* [PROBLEM DETAILS]: Copy every line from the records that holds the word "flop".

***** GIVEN ENTRIES *****

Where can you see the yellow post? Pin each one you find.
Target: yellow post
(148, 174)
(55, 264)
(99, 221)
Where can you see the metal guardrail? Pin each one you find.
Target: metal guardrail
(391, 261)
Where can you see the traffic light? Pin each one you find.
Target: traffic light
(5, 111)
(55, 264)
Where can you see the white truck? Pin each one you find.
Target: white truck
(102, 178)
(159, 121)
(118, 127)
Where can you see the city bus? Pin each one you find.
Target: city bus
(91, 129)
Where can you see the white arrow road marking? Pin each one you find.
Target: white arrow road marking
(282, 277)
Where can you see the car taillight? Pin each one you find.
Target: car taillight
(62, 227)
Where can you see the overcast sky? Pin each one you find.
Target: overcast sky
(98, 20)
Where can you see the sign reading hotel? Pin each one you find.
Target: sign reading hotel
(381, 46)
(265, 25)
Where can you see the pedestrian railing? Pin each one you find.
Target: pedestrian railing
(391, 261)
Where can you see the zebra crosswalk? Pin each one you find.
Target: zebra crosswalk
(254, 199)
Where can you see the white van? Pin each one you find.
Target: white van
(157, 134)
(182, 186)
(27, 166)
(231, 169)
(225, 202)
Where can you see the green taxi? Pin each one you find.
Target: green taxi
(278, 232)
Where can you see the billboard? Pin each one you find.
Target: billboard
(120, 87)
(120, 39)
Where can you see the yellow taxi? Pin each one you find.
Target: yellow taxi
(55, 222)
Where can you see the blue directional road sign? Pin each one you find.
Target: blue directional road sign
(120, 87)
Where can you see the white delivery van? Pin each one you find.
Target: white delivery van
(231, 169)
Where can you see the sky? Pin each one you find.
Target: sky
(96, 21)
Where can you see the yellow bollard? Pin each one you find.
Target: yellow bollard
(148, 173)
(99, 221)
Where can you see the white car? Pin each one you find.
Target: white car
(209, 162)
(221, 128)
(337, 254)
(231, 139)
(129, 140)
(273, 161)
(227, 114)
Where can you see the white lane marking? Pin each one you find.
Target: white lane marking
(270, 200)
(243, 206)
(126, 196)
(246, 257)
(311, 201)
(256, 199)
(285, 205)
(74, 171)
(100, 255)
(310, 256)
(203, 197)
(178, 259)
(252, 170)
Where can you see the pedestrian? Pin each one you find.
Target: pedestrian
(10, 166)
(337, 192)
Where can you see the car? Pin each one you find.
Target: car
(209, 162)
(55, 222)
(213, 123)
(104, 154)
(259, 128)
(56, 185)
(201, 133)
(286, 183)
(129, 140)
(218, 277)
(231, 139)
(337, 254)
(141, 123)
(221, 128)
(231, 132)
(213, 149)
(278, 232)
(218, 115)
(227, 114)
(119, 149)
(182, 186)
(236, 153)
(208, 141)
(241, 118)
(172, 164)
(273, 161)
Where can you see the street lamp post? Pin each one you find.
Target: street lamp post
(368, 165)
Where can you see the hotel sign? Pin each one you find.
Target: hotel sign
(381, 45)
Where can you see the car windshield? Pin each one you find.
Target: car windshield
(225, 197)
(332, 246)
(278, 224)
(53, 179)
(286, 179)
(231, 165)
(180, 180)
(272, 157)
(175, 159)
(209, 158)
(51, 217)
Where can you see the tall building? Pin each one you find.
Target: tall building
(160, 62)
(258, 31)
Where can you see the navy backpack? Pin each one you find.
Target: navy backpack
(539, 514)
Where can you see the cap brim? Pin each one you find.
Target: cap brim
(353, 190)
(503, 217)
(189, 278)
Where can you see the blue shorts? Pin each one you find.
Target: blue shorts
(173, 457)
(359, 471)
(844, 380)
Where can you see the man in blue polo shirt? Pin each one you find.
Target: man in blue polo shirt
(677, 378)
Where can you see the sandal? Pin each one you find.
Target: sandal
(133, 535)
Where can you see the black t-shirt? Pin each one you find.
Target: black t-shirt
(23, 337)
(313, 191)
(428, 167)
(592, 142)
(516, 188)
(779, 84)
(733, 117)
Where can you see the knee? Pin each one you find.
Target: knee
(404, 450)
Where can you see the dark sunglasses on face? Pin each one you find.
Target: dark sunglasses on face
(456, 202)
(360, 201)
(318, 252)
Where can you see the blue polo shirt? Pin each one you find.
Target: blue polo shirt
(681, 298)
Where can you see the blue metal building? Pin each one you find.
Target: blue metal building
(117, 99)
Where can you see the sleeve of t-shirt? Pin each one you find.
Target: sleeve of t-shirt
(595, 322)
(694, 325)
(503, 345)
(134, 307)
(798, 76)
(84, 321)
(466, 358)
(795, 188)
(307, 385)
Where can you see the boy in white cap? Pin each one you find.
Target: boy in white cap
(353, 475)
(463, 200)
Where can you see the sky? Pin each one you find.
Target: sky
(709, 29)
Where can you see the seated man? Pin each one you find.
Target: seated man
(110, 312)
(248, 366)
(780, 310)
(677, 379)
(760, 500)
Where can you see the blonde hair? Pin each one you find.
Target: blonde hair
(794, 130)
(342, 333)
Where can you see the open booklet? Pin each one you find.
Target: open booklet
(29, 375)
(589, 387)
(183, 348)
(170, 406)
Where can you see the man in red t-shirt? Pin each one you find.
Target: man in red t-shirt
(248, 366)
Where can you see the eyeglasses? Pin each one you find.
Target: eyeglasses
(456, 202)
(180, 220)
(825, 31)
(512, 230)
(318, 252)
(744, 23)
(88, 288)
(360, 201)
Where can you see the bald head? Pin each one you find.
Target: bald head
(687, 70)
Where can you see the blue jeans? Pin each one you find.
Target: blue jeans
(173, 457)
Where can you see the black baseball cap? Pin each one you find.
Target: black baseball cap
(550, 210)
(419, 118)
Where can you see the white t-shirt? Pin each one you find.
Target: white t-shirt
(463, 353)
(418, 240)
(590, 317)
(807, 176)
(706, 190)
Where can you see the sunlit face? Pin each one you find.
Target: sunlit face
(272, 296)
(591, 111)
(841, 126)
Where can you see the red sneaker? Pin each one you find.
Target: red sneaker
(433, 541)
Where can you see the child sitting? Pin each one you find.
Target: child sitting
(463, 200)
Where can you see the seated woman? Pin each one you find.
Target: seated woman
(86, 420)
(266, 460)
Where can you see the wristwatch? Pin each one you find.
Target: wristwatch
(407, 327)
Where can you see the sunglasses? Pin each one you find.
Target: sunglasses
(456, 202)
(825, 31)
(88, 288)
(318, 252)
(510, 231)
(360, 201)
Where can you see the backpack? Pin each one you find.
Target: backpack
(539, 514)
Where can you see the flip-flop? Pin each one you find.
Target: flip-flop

*****

* [WORKED SOLUTION]:
Where can you see the flip-flop? Pin each one you find.
Target: flip-flop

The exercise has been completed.